* TASKS AND EXERCISES
[1] In the passage on MTAs, rewrite the part that opens with the words containing "- How much they’ll" and closes with "the medical procedure).", changing "travel expenses" to "trip costs".
[2] Decide whether each statement agrees with the passage on MTAs. Answer yes or no, and quote the words from the passage that settle it.
(a) MTAs are funded by employees.
(b) Any unused part of the travel allowance goes back to the employer when the plan term ends.
(c) Employers can set verification requirements for the medical procedure itself.

What is an MTA?
Medical travel benefits may be designed as a Medical Travel HRA or an Excepted Benefit Employee Assistance Program (EAP). Excepted Benefit Medical Travel Accounts (MTAs) are employer-sponsored employee assistance programs that are specifically designed to pay for medical travel. Expected Benefit Medical Travel Accounts accounts are employer-owned and employer-funded and employees will be assessed income taxes for the reimbursements they receive. Since these are after-tax excepted benefits, employers have much more flexibility and control over how the program is designed.
- How much they’ll reimburse and at what cadence. For example, employers can choose if they’ll offer their allowance on a monthly, quarterly or yearly basis.
- Who qualifies to participate in the MTA as long as the eligibility policies aren’t discriminatory in nature.
- The travel expenses for which they’ll reimburse. For example, they choose if they’ll only reimburse for travel that’s outside a certain radius of the employee’s home, whether or not they’ll cover all lodging or only lodging above a certain amount per night, etc.
- Verification requirements for the travel expenses (not the medical procedure).
- Plan duration and plan-end extension options such as offering a runout period or permitting a carryover amount.
- Whose medical travel is eligible. Employers can choose whether or not they will cover travel for spouses’ and dependents’ care or solely medical travel necessary for the employees’ care. They can also choose if they will cover necessary or nonessential companion travel expenses.
Since MTAs are employer-owned, any unused portion of the travel allowance gets reabsorbed by the employer at the end of the plan term.
Expected Benefit MTAs makes them distinct from Medical Travel HRAs, which are not HSA compatible and are capped by the IRS at $1,950 per year, with caps on lodging at $50 a night and mileage reimbursement at 22 cents a mile (as of 2023).

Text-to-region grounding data

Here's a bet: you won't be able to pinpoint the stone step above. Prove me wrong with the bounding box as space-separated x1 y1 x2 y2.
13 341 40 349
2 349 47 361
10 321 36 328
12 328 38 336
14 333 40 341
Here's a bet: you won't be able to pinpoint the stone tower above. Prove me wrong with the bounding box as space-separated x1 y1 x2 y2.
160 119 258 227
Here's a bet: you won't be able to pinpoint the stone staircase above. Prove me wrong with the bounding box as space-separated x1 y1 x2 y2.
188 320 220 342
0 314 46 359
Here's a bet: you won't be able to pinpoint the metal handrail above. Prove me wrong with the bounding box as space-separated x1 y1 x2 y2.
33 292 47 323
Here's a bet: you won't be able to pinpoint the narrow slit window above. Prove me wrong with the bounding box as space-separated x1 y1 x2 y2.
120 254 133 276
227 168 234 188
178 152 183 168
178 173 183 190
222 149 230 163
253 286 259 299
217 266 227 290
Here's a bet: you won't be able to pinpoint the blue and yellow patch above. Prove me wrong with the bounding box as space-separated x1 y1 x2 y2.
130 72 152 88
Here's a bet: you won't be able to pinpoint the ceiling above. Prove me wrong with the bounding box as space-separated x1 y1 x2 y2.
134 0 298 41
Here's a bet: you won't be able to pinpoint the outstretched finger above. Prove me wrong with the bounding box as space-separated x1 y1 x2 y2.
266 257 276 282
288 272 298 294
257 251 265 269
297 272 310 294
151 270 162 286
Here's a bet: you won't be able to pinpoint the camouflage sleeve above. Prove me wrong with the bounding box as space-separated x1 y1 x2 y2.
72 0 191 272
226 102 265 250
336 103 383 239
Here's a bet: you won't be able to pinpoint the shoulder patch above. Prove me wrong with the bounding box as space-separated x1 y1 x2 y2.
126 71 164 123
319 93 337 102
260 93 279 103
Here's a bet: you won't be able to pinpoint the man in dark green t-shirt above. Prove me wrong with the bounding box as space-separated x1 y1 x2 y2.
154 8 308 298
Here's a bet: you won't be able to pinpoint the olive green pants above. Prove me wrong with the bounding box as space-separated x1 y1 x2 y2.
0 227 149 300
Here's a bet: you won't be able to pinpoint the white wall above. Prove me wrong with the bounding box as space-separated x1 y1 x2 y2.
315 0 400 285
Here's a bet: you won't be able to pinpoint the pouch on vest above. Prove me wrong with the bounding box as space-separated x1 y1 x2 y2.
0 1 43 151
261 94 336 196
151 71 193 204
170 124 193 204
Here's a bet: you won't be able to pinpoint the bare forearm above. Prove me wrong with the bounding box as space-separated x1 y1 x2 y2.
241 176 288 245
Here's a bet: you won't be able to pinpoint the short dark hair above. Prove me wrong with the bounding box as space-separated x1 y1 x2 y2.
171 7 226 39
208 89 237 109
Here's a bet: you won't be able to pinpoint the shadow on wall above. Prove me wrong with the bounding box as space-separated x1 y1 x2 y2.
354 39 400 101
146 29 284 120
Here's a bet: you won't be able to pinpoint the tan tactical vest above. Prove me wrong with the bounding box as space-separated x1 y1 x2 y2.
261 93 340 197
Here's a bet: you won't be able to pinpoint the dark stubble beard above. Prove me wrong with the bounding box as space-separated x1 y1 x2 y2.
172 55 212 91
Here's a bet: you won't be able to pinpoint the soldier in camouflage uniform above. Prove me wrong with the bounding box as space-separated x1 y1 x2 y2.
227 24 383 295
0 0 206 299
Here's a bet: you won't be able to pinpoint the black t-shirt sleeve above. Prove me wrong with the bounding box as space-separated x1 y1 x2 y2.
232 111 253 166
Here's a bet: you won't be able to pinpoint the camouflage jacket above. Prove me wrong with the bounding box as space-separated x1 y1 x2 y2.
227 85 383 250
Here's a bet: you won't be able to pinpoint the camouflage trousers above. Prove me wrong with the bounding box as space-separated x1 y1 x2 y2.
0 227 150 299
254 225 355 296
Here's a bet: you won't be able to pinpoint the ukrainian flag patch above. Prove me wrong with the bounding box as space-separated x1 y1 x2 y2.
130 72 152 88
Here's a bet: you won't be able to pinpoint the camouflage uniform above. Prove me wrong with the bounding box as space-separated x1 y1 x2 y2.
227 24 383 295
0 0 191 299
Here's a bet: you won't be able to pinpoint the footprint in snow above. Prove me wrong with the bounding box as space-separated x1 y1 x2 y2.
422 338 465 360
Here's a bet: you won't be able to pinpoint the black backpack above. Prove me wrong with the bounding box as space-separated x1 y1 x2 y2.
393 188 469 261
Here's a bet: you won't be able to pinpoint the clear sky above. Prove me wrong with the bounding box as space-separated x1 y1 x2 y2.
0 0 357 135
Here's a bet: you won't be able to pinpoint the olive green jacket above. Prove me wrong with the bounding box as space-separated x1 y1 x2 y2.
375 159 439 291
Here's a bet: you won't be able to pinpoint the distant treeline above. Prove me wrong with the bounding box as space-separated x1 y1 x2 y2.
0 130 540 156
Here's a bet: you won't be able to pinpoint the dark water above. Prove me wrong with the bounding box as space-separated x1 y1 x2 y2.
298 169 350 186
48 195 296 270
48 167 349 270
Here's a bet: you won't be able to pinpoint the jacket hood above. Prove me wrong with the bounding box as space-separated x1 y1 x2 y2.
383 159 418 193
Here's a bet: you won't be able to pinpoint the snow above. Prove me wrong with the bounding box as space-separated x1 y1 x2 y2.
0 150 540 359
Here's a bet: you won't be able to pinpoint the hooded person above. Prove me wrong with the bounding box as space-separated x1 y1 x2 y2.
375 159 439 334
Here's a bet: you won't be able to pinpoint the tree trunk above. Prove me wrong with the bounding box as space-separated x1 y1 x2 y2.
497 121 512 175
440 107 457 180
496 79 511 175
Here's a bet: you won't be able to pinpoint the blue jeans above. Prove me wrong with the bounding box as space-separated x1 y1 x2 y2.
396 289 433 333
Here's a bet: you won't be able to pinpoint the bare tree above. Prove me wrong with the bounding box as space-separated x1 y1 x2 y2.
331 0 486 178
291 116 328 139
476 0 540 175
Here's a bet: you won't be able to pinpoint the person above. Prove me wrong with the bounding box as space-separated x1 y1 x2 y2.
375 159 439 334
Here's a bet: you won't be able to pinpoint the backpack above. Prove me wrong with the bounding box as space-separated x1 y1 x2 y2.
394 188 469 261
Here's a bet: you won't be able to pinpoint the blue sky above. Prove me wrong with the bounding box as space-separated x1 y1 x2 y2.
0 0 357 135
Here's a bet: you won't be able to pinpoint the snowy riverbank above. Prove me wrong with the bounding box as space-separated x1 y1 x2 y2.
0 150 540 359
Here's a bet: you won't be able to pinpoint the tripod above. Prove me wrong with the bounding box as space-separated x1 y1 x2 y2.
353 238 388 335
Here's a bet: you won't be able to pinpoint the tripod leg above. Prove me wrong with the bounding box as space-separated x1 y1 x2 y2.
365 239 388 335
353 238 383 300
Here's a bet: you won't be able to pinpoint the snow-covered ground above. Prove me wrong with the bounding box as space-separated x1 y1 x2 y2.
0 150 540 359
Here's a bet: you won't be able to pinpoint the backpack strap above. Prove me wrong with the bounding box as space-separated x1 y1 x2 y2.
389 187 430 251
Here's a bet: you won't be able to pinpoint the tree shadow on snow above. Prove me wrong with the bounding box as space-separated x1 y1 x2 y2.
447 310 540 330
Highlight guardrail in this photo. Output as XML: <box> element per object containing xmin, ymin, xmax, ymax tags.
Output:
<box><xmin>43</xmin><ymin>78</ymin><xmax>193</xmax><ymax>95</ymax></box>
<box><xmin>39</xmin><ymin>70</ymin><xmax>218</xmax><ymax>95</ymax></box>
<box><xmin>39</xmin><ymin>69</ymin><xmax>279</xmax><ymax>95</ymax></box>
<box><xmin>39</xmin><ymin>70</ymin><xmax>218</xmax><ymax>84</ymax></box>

* ANSWER LIST
[1]
- How much they’ll reimburse and at what cadence. For example, employers can choose if they’ll offer their allowance on a monthly, quarterly or yearly basis.
- Who qualifies to participate in the MTA as long as the eligibility policies aren’t discriminatory in nature.
- The trip costs for which they’ll reimburse. For example, they choose if they’ll only reimburse for travel that’s outside a certain radius of the employee’s home, whether or not they’ll cover all lodging or only lodging above a certain amount per night, etc.
- Verification requirements for the trip costs (not the medical procedure).

[2]
(a) No: "employer-owned and employer-funded"
(b) Yes: "any unused portion of the travel allowance gets reabsorbed by the employer at the end of the plan term"
(c) No: "Verification requirements for the travel expenses (not the medical procedure)"